Data items:
● ● ● ●

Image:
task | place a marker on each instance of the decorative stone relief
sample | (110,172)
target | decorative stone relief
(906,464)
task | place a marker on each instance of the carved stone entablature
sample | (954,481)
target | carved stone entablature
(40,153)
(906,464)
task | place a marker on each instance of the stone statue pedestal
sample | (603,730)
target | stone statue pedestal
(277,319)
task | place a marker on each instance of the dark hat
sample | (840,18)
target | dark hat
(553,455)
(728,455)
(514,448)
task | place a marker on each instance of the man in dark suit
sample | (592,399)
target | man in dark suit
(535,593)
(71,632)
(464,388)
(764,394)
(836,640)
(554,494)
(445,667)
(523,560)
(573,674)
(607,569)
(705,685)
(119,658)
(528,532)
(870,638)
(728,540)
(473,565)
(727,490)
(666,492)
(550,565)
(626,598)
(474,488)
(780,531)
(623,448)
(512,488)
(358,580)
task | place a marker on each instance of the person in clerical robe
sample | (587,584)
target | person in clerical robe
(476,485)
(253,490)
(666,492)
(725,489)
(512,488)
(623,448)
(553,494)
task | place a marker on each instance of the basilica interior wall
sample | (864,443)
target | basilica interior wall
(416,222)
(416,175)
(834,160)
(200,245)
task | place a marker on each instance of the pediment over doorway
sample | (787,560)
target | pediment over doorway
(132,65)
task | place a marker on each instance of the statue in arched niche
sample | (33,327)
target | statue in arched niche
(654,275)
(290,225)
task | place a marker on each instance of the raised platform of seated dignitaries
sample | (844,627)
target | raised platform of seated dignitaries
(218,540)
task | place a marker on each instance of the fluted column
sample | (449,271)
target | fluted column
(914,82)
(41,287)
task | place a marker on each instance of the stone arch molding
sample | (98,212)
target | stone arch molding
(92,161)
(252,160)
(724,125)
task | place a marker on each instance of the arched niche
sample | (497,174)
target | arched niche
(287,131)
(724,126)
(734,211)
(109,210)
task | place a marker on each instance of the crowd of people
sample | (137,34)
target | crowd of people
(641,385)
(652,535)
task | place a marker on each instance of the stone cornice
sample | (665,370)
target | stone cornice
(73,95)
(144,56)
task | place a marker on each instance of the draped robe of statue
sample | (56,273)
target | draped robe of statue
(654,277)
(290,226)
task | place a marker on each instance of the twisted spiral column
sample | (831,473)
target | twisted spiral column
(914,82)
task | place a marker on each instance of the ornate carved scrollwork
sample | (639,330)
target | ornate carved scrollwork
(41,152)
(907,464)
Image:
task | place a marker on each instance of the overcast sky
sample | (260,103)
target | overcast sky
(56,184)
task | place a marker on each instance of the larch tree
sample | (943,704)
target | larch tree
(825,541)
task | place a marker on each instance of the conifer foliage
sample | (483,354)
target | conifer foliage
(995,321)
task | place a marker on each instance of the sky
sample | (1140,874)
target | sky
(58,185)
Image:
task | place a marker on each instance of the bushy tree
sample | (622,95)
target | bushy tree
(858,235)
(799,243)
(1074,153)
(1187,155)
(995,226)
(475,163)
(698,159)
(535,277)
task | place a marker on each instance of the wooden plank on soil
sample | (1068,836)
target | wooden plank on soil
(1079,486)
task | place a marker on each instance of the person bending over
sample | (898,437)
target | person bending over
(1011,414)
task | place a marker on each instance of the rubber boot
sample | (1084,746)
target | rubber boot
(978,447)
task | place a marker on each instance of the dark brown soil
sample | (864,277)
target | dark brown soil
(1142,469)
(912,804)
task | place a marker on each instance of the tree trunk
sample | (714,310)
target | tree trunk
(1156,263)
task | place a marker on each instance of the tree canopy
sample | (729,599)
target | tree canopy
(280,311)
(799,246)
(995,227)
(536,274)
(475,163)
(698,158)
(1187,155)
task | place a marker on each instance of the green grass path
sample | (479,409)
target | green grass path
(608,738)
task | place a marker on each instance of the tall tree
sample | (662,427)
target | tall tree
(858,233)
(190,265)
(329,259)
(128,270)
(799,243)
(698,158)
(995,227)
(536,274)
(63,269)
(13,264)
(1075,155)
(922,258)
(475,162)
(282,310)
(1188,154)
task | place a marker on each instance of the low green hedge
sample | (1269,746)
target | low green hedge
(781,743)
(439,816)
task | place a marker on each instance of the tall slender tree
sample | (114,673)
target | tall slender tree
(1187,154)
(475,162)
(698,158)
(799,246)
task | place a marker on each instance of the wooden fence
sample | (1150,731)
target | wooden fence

● ● ● ●

Aim of the exercise - Return every record above exactly as it appears.

Solved exercise -
Image:
task | place a marker on each instance of the decorative stone relief
sample | (110,172)
target | decorative stone relief
(906,464)
task | place a marker on each instance of the carved stone entablature
sample | (954,481)
target | carved stone entablature
(40,153)
(906,464)
task | place a marker on each instance of the stone statue pedestal
sample | (603,730)
target | stone statue pedestal
(277,319)
task | place a marker on each instance of the dark hat
sample | (840,18)
target | dark hat
(553,455)
(728,455)
(514,448)
task | place a marker on each instance of the man in dark suit
sample | (592,399)
target | man in dark suit
(535,593)
(71,632)
(464,388)
(764,394)
(836,640)
(554,494)
(445,667)
(523,560)
(573,674)
(607,569)
(705,685)
(119,658)
(528,532)
(870,638)
(728,540)
(473,565)
(727,490)
(666,492)
(550,565)
(626,598)
(474,488)
(780,531)
(623,448)
(512,488)
(358,580)
task | place a marker on each instance of the person in clerical robe
sample | (587,584)
target | person in clerical robe
(476,485)
(253,490)
(666,492)
(725,489)
(512,488)
(623,448)
(553,494)
task | place a marker on each instance of the basilica interior wall
sample | (864,443)
target | basilica interior wall
(416,222)
(416,175)
(834,160)
(200,245)
task | place a marker on each instance of the pediment over doorway
sample | (787,560)
target | pediment over doorway
(132,65)
task | place a marker on each instance of the statue in arched niche
sample | (33,327)
target | statue in arched niche
(654,275)
(290,225)
task | place a marker on each instance of the raised platform of seated dignitaries
sample | (844,627)
target | raised platform of seated dignitaries
(218,540)
task | place a marker on each instance of the fluted column
sample | (449,271)
target | fluted column
(914,82)
(41,287)
task | place a marker on each instance of the stone arch molding
sample | (98,212)
target | stone arch molding
(92,161)
(252,160)
(724,125)
task | place a marker on each instance of the arched niche
sample | (497,174)
target | arched niche
(287,131)
(724,126)
(734,211)
(109,210)
task | place a marker on each instance of the crowd of people
sample | (137,34)
target | crowd of people
(641,385)
(652,535)
task | place a marker on each instance of the stone cornice
sample | (665,370)
target | stone cornice
(73,95)
(144,56)
task | place a marker on each instance of the draped robe of statue
sample | (56,273)
target | draped robe of statue
(654,277)
(290,226)
task | place a marker on each instance of the twisted spiral column
sample | (831,473)
target | twisted spiral column
(914,82)
task | place a marker on each instance of the ornate carved scrollwork
sample | (639,330)
target | ornate carved scrollwork
(41,152)
(907,464)
Image:
task | place a marker on each instance of the overcast sky
sample | (260,103)
target | overcast sky
(56,184)
task | place a marker on each instance of the larch tree
sample | (943,704)
target | larch tree
(825,541)
task | place a marker on each instance of the conifer foliage
sample | (483,354)
target | conifer foliage
(995,321)
task | place a marker on each instance of the sky
sample | (1140,874)
target | sky
(58,185)
Image:
task | place a marker on each instance of the bushy tree
sample | (622,95)
target | bushy tree
(858,235)
(799,243)
(1074,153)
(1187,155)
(995,226)
(475,163)
(698,159)
(535,277)
task | place a marker on each instance of the wooden plank on soil
sample | (1068,836)
target | wooden plank on soil
(1079,486)
task | place a marker on each instance of the person bending over
sample | (898,437)
target | person bending over
(1011,414)
task | place a marker on each instance of the rubber boot
sample | (1084,746)
target | rubber boot
(978,447)
task | place a marker on each instance of the dark brown soil
sample | (864,277)
target | dark brown soil
(1142,469)
(912,804)
task | place a marker on each instance of the tree trunk
sample | (714,310)
target | tree trunk
(1156,263)
task | place a marker on each instance of the tree canopy
sample | (729,599)
target | tree canopy
(280,311)
(799,246)
(995,227)
(536,274)
(475,163)
(698,158)
(1187,155)
task | place a marker on each instance of the green grass path
sample | (479,409)
target | green grass path
(608,738)
task | place a marker on each instance of the tall tree
sample | (662,427)
target | tall tree
(858,233)
(190,265)
(329,259)
(128,270)
(799,243)
(698,158)
(995,227)
(536,274)
(63,269)
(13,264)
(1075,155)
(922,258)
(475,162)
(282,310)
(1188,154)
task | place a marker on each instance of the low green hedge
sample | (1269,746)
target | low green hedge
(781,743)
(439,816)
task | place a marker on each instance of the tall slender tree
sample | (114,673)
target | tall slender tree
(1187,154)
(475,162)
(698,158)
(799,246)
task | place a marker on each instance of the wooden fence
sample | (1150,731)
target | wooden fence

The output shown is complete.